**What to do**
(1) Decide whether each statement below agrees with the basketball recap, answering yes or no and quoting the deciding words of the recap: (a) Auburn produced the only seed-based upset on Saturday. (b) Duke defeated Central Florida by a comfortable margin. (c) Iowa sent its game against Tennessee to overtime with a three-pointer.
(2) According to the basketball recap, which player scored four of Tennessee's first seven points in overtime?
(3) Pick up the basketball recap after its final sentence and keep writing it.

**Passage provided**
On Saturday, eight teams advanced to the Sweet 16, with No. 5 Auburn scoring the only seed-based upset over No. 4 Kansas
By the end of Sunday, eight more teams joined the Sweet 16.
Sunday started with a wild game between No. 2 Tennessee and No. 10 Iowa that was decided in overtime.
No. 1 Duke also escaped with a one-point thriller against No. 9 Central Florida, while No. 1 North Carolina handled No. 9 Washington with ease.
No. 4 Virginia Tech ended No. 12 Liberty's dream season and punched its first-ever ticket to the Sweet 16 in its current format in the process (the Hokies went as far as the quarterfinal in 1967 when the tournament consisted of 23 teams).
Houston handled Ohio State, and Virginia knocked off Oklahoma to join the other three No. 1 seeds in the Sweet 16.
The day also ended with fireworks, as No. 13 UC Irvine fell to No. 12 Oregon in the quintessential March Madness game of two underdog programs battling back-and-forth to survive and advance.
No. 2 Tennessee 83, No. 10 Iowa 77 (in OT)
No. 2 Tennessee appeared to have a victory in the bag at halftime, but thanks to an incredible second-half comeback from No. 10 Iowa, the Volunteers needed overtime to dispense of the Big Ten program.
Rick Barnes' Volunteers scored the first seven points of overtime, with four of them coming from Grant Williams, to retake a stronghold after Iowa made up a 25-point deficit.
Turner put the Vols in the lead with 2:17 left in regulation on a three-pointer, but Iowa responded once again and sent the game to an extra period by way of two free throws from Joe Wieskamp.

**Part of a data file**

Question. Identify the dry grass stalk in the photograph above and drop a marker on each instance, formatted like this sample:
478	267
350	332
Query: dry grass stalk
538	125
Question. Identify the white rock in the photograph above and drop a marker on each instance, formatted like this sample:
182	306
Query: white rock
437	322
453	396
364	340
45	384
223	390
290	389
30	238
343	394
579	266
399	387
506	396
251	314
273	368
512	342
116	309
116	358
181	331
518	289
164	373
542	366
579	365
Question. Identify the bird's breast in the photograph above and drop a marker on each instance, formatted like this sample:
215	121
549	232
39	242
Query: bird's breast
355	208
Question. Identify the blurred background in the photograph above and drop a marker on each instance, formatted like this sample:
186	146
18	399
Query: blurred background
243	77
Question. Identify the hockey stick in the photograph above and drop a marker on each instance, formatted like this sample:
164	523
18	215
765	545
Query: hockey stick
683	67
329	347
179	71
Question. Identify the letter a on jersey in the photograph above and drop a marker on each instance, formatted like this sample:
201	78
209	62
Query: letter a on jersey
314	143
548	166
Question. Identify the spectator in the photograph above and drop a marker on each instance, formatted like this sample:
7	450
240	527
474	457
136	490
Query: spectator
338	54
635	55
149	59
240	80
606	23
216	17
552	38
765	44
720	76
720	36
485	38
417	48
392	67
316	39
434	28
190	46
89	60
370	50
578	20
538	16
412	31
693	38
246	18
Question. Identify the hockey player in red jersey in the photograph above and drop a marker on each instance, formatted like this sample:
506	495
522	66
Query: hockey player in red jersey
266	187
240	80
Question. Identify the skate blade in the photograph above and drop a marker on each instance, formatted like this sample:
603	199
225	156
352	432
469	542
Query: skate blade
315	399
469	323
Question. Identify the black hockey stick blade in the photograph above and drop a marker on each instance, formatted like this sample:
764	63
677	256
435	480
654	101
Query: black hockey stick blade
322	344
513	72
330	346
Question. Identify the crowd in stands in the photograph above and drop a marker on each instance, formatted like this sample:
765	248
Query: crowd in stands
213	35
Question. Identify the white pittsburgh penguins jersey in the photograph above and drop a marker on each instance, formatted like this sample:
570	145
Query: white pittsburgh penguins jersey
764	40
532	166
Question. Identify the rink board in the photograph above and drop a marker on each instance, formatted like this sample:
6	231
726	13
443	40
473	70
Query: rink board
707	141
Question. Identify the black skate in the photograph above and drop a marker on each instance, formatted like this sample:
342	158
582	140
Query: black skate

**Outputs by task**
(1)
(a) Yes: "No. 5 Auburn scoring the only seed-based upset over No. 4 Kansas"
(b) No: "No. 1 Duke also escaped with a one-point thriller against No. 9 Central Florida"
(c) No: "sent the game to an extra period by way of two free throws from Joe Wieskamp"

(2) Grant Williams

(3)
Although Iowa attempted an overtime comeback—and Admiral Schofield sat on the bench with four fouls—the Volunteers held on to their overtime advantage to move on to the Sweet 16.
Williams did a little bit of everything in 45 minutes for the Volunteers, as he recorded 19 points, seven rebounds, five assists, four steals and three blocks. Jordan Bohannon led the Hawkeyes, who had five players in double digits, with 18 points.
Tennessee's Jordan Bone scored five of his 14 points in overtime, including a three-point shot that opened up a five-point lead in the first 90 seconds of the extra period.
Tennessee faces another Big Ten foe in the Sweet 16, as it heads to Louisville, Kentucky, to take on Purdue.
—Updated by Joe Tansey
No. 1 North Carolina 81, No. 9 Washington 59
No. 1 North Carolina thoroughly dominated No. 9 Washington in Columbus, Ohio.
The Tar Heels led for the majority of the contest, and the closest the Huskies got was within five points at the start of the second half.
Roy Williams' team received contributions from most of its stars, as Coby White, Luke Maye and Nassir Little all worked their way into double digits.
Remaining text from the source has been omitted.